▸ **TEXT BLOCK**:
Tuesday, April 3, 2012

Life by the Drop

Sometimes music is moving and inspiring even when I don’t get it. A song can strike me at some particular moment of my life or resonate with a given circumstance until it sinks into my mind, and I stop trying to figure out what it means. From time to time the question sort of nags me – what are they really talking about?

Having been accused enough times (appropriately) of overthinking things, I’ve got a guilty streak for even wanting to know the back story of a song. So eventually I stop asking the question and enjoy the music for the sound and associations it brings.

I listened to Stevie Ray Vaughan from the start of highschool, grooving to poppy radio hits like the radio friendly Hard to Be, sung with his brother Jimmie, or staring into eternity while soaking in the quiet yet piercing blues of Tin Pan Alley.  

But none of his music struck me like Life by the Drop, the two-and-a-half minute solo voice and twelve-string acoustic guitar number that appears as the last track on The Sky is Crying album released in 1991, a year after SRV’s death. I sang and hummed it for more than 20 years without trying to find out who or what inspired it.

▸ **GIVEN INSTRUCTION 1**:
Answer these questions about the blog post on Life by the Drop.
(a) Which song did Stevie Ray Vaughan sing with his brother Jimmie?
(b) What voice and instrument does Life by the Drop use?
(c) In what year was The Sky is Crying album released?
The entries that come next have no connection to the blog post on the song Life by the Drop.

▸ **DATA**:

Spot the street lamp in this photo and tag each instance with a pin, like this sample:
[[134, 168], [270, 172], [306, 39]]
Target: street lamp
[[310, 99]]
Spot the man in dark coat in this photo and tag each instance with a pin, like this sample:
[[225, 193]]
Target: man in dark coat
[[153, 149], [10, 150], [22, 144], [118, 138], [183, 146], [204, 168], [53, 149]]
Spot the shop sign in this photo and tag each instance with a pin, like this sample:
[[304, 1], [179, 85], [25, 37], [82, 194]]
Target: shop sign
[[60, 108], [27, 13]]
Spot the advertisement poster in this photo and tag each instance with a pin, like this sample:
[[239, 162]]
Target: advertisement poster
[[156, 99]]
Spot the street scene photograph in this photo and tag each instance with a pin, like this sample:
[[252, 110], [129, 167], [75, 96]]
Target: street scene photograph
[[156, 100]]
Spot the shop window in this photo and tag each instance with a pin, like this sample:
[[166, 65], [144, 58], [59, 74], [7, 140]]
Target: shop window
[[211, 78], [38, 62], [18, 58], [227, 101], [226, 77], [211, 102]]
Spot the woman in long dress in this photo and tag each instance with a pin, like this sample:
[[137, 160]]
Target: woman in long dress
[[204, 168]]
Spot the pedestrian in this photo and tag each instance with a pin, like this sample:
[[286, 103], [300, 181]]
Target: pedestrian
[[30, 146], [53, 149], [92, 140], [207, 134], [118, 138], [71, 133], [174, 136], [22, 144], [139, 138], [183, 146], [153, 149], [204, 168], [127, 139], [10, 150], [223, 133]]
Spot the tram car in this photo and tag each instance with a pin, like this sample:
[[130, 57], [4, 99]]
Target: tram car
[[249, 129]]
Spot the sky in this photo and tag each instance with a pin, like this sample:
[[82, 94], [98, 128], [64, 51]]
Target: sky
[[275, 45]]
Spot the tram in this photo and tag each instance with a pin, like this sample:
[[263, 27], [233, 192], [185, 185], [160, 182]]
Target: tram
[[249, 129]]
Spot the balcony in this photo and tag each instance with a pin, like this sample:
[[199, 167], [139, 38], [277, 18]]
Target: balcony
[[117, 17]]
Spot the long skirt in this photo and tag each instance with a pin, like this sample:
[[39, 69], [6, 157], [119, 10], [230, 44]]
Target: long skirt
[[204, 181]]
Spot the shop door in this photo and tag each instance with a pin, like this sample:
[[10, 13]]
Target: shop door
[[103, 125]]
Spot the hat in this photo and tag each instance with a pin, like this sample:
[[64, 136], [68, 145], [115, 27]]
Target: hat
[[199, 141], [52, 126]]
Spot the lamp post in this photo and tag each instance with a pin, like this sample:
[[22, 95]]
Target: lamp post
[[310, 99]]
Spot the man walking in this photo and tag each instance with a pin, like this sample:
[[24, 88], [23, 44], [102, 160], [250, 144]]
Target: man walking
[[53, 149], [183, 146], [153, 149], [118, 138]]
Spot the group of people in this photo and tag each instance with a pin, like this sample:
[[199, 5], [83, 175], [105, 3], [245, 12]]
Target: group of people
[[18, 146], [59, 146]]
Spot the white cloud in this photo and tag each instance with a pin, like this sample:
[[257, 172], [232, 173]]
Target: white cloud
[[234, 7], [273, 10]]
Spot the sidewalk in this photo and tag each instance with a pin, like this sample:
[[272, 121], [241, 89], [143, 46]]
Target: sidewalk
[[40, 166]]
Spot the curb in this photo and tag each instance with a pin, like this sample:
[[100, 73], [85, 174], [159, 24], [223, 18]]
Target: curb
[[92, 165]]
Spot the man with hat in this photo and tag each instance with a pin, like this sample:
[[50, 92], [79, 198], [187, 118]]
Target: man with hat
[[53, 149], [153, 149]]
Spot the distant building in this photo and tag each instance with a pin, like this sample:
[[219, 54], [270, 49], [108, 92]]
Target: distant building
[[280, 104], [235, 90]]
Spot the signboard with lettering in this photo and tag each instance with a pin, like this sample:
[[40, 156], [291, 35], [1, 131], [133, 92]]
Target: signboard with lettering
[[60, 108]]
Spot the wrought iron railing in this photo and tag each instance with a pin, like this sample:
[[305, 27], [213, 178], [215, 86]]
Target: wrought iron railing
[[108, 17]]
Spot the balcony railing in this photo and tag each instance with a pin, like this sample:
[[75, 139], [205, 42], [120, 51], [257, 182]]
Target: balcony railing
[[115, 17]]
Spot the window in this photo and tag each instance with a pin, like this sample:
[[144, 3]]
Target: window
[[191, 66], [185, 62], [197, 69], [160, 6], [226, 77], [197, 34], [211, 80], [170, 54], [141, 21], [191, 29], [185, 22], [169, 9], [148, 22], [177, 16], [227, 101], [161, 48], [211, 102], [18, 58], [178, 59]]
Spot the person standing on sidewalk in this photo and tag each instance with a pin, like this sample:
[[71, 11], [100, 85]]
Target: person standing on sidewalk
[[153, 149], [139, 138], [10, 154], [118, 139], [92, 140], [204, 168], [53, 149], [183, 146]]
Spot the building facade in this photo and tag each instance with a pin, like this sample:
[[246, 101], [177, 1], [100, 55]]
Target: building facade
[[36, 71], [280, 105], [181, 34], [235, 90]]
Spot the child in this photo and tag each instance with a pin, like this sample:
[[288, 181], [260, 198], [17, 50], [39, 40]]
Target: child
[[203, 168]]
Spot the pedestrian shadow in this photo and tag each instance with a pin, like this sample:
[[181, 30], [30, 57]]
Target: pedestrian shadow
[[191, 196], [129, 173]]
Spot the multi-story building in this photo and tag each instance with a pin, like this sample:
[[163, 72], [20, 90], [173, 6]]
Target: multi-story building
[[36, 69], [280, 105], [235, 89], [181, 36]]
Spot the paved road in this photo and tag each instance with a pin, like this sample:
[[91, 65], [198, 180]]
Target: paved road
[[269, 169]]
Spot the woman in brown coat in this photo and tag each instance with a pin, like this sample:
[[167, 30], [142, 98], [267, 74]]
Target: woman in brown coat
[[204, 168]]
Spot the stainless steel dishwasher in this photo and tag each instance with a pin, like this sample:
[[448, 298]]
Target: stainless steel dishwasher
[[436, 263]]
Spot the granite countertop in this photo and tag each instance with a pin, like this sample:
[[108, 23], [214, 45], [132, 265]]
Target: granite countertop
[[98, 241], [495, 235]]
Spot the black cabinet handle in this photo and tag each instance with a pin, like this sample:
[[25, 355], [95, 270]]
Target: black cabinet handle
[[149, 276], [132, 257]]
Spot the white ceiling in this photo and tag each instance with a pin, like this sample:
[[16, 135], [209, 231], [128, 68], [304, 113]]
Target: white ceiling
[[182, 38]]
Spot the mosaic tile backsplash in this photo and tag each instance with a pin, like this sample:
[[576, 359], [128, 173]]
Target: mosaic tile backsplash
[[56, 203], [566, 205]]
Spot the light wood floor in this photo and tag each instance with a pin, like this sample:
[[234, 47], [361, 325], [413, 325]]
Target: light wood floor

▸ **GIVEN INSTRUCTION 2**: Change "light wood floor" to "oak plank floor" in the section of the entries that begins at the line containing "Spot the mosaic" and runs to the end of the entries. Leave everything else unchanged, and give only those lines.

▸ **RIGHT ANSWER 1**:
(a) Hard to Be
(b) A solo voice and a twelve-string acoustic guitar
(c) 1991

▸ **RIGHT ANSWER 2**:
Spot the mosaic tile backsplash in this photo and tag each instance with a pin, like this sample:
[[576, 359], [128, 173]]
Target: mosaic tile backsplash
[[56, 203], [566, 205]]
Spot the oak plank floor in this photo and tag each instance with a pin, like this sample:
[[234, 47], [361, 325], [413, 325]]
Target: oak plank floor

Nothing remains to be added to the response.